• Problems to solve:
• 1. Can you duplicate a portion of the devotional post word for word, starting at "But even with" and ending at "so very much!!"?
• 2. Answer these questions about the devotional post:
(a) What does it call the cure, as opposed to the prevention of sin?
(b) What date appears in it?
(c) How does it define worship in its first definition?
• 3. How would you render this sentence from the devotional post in Spanish: "Sin never visits us without leaving its evidence."

There is a point you reach when you have gone too far for the doctor to fix your misuse of your body. After so many years of abuse, the damage is basically done. You truly reap what you sow in this case.

I have got to do better, for my sake, for my husband's sake, for my children's sakes. 

I can prevent ending up in the same shape, but I have no time to waste.

I know there are many people who balk at holiness. I am faced with them over and over. Sadly, I even see it now among the ranks of Apostolics

I have never seen holiness and separation as a *bad* thing. Holiness is like health food for my soul!

It is that very separateness that serves as our prevention! What safety there is when we separate ourselves. We may never know how many unfortunate situations and outcomes have been avoided simply by obedience.

Just as living life without regard to our health will have an effect, so will living without that protection God has provided.

Sin never visits us without leaving its evidence. 

We can once again reach that place of repentance, but sin may leave marks that cannot be erased. 

Holiness is for the prevention of sin. Repentance is the cure.

But even with the cure scars may remain. 

Thank You for Your Word today. Thank you for instructing us how to prevent our souls from being sullied by the sins of this world. In 2 Corinthians 7:1 told us what we were to do after You received us and made us Your sons and daughters and after You became our God. "...let us cleanse ourselves from all filthiness of the flesh and spirit, perfecting holiness in the free of God." Thank You for loving me enough to show me how to live. I love You so very much!!

Tuesday, September 23, 2008

Idle Worship

There are very few things in this life as powerful as worship. 

Let me repeat that for you, because I don't know if you were REALLY paying attention..ehem...

There are very FEW things in this life as powerful as worship. 

With that being said, let me tell you a little about worship. 

Worship is adoration, to adore. Worship is focusing on that which you adore with everything in your being. When you reach that place of worship you lose focus on what is around you and your focus is centered on what is the center of you.

Have you ever really worshipped?

Let me ask that again...

Have you ever REALLY worshipped?

In the book of John in the forth chapter when Jesus revealed Himself to the woman of Samaria He went on to say, "Ye worship ye know not what; we know what we worship: for salvation is of the Jews. But the hour cometh, and now is when the true worshippers shall worship the Father in spirit and in truth: for the Father seeketh such to worship him. God is a Spirit: and they that worship him must worship him in spirit and in truth."

Let me *break it down* just a wee bit.

He said "we KNOW what we worship." When you ADORE something you know it, like you know your own heart. When I say ADORE I don't mean you are fond of something, I mean you have a deep, abiding LOVE for something, a consuming love. 

The Jews knew about the One True God, but He said *the time is coming when the TRUE Worshippers will worship *the One True God* in spirit and in truth.*

And He said that this is who God is seeking to worship Him. He COMMANDED we worship Him "in spirit and in truth."

When that salvation came to you, when you were filled with that Spirit, you gained the ability to truly worship, for the first time in your life, you had within you the means to WORSHIP.

• Collected data:
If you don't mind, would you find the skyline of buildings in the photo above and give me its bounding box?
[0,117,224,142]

• Solution set:
• 1.
But even with the cure scars may remain. 

Thank You for Your Word today. Thank you for instructing us how to prevent our souls from being sullied by the sins of this world. In 2 Corinthians 7:1 told us what we were to do after You received us and made us Your sons and daughters and after You became our God. "...let us cleanse ourselves from all filthiness of the flesh and spirit, perfecting holiness in the free of God." Thank You for loving me enough to show me how to live. I love You so very much!!

• 2.
(a) Repentance
(b) Tuesday, September 23, 2008
(c) Adoration, to adore

• 3. El pecado nunca nos visita sin dejar su evidencia.